_Written request_.
Reproduce word for word the stretch of data below from its start through the line that contains "point(975, 593)".

━━━━━━━━

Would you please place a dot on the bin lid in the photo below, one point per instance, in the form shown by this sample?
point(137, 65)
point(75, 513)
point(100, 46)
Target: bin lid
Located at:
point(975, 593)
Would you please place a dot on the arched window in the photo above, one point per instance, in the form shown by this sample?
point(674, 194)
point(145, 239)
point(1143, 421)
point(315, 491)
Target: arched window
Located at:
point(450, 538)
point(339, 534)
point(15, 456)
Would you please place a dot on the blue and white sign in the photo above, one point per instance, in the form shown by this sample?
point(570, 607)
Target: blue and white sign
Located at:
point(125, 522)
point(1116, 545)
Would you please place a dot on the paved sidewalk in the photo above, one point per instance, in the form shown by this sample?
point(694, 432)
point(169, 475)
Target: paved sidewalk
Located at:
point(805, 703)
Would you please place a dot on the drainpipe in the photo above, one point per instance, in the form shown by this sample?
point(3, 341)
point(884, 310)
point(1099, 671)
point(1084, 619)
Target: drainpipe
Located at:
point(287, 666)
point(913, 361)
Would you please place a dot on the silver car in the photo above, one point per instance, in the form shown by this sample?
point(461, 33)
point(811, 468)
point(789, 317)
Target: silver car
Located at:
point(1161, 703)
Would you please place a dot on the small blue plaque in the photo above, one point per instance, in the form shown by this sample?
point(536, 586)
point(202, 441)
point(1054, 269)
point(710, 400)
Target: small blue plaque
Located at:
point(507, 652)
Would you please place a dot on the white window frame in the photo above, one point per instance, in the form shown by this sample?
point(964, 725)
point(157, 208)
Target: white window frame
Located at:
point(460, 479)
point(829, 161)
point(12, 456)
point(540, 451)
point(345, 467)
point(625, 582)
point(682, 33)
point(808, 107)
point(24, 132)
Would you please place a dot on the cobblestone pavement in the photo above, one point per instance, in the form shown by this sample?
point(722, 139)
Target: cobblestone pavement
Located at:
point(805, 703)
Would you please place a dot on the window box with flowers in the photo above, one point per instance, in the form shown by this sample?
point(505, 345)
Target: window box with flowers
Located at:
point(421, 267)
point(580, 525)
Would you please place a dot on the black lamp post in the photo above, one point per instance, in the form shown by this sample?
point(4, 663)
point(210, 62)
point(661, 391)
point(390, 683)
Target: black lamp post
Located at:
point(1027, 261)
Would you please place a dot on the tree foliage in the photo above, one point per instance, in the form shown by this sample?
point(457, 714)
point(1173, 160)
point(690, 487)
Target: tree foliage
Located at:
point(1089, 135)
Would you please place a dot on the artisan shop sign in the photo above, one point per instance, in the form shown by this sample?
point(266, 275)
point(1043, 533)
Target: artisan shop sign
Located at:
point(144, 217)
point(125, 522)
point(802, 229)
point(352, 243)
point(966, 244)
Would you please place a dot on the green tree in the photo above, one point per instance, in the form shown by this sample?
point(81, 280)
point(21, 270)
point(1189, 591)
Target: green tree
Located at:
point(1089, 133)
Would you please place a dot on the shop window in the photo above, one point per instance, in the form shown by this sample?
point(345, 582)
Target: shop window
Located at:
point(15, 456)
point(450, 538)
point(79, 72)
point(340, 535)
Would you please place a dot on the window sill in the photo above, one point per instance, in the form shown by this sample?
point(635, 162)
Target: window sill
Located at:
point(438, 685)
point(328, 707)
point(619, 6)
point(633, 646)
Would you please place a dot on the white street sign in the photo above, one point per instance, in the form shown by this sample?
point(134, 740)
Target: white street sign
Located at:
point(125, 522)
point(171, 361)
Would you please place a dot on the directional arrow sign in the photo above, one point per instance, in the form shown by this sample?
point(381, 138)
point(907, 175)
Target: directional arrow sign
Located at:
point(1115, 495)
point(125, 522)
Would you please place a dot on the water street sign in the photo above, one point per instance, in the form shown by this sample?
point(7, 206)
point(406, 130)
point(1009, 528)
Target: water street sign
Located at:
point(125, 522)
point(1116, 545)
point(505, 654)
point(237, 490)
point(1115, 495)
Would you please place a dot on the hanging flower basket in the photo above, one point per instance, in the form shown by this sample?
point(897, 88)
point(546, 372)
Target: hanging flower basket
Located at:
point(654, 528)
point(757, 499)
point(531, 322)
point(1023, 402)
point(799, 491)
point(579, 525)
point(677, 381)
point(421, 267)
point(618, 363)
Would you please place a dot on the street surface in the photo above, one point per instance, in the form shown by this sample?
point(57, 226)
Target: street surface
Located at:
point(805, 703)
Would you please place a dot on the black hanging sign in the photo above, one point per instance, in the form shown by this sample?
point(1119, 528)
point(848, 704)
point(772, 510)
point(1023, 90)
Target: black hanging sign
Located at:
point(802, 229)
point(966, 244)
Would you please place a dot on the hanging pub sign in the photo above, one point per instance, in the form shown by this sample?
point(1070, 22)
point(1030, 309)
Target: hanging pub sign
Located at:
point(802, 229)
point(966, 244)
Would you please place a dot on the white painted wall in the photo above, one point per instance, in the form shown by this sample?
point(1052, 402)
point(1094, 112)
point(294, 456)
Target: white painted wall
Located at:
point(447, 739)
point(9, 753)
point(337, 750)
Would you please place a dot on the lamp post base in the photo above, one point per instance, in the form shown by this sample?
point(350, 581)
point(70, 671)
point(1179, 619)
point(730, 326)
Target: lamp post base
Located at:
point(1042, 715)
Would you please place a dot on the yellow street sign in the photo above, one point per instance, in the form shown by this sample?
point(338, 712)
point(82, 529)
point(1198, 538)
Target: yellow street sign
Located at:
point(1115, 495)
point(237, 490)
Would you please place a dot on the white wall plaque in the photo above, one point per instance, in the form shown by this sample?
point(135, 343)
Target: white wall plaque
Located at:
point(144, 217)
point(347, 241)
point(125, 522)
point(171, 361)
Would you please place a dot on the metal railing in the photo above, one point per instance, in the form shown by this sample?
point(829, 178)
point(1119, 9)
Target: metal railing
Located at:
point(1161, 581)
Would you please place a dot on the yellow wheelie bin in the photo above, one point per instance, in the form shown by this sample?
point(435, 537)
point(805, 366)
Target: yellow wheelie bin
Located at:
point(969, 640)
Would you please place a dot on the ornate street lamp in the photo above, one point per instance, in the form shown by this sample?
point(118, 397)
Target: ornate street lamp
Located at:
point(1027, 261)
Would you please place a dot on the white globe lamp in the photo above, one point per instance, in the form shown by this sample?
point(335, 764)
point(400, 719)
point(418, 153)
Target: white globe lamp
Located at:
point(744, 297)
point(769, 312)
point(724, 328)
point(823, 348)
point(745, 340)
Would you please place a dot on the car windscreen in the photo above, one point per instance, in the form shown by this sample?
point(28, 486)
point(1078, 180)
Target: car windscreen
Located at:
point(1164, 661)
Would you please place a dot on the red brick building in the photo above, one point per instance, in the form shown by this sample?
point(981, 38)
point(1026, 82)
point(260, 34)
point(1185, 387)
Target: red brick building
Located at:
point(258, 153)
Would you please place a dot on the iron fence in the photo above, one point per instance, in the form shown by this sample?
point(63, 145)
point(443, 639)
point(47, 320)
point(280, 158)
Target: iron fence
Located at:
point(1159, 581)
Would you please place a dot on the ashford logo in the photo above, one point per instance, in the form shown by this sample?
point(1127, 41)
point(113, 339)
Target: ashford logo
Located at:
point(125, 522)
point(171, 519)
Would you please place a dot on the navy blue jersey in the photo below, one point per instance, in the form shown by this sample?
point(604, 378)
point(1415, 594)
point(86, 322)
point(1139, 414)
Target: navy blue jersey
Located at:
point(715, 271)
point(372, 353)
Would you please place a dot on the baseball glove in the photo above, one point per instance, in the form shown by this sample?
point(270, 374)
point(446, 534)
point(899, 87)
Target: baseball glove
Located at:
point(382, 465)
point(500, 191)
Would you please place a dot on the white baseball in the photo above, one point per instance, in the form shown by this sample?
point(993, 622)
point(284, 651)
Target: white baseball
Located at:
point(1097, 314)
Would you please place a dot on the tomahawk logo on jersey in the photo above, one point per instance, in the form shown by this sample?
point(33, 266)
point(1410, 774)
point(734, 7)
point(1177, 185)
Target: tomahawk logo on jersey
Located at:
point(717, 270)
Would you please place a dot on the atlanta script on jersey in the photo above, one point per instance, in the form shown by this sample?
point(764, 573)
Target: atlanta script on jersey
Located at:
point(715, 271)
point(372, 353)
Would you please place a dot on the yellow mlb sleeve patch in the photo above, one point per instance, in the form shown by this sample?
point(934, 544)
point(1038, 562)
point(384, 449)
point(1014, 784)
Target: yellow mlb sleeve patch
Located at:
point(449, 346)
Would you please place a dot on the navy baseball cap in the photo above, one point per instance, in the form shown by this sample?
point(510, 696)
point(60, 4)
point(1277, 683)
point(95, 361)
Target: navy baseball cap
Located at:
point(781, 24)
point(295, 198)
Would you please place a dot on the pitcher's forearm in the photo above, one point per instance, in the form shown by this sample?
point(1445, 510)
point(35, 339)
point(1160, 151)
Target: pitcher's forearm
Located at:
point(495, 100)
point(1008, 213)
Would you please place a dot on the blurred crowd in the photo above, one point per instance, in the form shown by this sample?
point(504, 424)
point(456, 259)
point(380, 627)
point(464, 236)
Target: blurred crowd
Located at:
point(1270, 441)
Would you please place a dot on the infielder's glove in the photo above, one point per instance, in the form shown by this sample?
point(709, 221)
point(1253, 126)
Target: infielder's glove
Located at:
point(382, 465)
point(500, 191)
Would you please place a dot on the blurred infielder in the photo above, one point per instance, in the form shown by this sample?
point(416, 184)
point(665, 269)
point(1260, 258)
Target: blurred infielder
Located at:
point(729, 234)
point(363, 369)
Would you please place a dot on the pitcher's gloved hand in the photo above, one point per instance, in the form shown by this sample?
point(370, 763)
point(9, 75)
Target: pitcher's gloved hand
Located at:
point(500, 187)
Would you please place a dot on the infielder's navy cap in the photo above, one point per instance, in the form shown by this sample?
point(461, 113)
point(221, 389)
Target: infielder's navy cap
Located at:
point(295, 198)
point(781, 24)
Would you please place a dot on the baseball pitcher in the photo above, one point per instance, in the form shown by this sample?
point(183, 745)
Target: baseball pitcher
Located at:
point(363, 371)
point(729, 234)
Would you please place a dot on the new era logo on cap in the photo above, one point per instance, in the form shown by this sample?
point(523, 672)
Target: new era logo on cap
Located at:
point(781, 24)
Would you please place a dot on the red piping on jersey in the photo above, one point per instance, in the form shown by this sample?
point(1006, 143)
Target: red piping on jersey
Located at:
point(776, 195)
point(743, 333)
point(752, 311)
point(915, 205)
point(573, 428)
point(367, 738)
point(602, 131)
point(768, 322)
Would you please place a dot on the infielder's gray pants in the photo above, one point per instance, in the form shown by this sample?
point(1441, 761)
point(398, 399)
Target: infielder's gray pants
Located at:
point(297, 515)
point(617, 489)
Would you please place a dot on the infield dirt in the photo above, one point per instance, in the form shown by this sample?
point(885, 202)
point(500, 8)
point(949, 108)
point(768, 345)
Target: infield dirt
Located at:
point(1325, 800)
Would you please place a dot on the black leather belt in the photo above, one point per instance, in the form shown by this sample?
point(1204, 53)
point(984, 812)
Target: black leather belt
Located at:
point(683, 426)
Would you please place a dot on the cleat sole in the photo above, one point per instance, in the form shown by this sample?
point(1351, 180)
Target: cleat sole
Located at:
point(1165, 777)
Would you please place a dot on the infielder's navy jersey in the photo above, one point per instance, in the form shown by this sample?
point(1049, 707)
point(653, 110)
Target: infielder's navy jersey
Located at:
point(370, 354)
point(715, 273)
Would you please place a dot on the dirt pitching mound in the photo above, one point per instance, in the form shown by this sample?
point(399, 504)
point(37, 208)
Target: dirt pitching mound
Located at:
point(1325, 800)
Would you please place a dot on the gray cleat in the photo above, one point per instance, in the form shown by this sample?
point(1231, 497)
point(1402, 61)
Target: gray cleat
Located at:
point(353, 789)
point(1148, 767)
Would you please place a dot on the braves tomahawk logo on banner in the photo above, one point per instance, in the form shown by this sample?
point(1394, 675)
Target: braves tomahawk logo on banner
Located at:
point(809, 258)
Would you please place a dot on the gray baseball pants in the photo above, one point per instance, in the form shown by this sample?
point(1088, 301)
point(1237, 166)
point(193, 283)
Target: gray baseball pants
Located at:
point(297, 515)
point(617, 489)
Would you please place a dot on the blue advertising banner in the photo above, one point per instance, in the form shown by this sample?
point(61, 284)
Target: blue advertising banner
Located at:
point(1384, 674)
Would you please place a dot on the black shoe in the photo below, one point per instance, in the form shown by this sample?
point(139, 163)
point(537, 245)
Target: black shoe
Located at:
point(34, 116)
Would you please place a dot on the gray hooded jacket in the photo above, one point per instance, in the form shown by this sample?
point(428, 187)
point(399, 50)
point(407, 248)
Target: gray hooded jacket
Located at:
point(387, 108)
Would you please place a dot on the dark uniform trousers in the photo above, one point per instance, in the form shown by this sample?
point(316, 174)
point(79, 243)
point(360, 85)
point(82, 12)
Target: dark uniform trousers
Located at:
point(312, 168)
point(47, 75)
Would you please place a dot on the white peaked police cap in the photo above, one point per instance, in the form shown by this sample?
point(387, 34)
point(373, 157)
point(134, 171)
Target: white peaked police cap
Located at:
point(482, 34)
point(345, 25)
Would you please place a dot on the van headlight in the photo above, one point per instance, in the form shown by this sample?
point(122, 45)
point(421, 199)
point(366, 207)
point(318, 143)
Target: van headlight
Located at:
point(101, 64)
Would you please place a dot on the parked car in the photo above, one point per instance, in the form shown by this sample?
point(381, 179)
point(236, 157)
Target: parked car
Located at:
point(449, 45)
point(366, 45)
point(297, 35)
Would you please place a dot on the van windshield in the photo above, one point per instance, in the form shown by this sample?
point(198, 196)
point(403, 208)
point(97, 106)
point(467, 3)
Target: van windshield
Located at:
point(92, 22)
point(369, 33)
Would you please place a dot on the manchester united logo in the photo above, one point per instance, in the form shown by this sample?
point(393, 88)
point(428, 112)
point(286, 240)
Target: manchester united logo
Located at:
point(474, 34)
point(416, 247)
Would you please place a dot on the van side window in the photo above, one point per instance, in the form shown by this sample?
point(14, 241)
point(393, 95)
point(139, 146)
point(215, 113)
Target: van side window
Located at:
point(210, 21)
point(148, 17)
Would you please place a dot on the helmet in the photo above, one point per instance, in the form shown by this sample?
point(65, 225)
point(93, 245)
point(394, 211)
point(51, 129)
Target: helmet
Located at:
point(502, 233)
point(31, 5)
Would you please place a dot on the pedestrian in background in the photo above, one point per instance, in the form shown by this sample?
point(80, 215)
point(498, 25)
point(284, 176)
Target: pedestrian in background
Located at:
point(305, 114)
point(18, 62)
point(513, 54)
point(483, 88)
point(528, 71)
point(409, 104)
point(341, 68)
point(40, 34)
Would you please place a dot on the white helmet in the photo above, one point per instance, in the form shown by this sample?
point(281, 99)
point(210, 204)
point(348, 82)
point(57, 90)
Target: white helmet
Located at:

━━━━━━━━

_Task response_.
Would you please place a dot on the bin lid in the photo below, one point per instance, in the form shown by this sample?
point(137, 65)
point(75, 513)
point(100, 46)
Target: bin lid
Located at:
point(975, 593)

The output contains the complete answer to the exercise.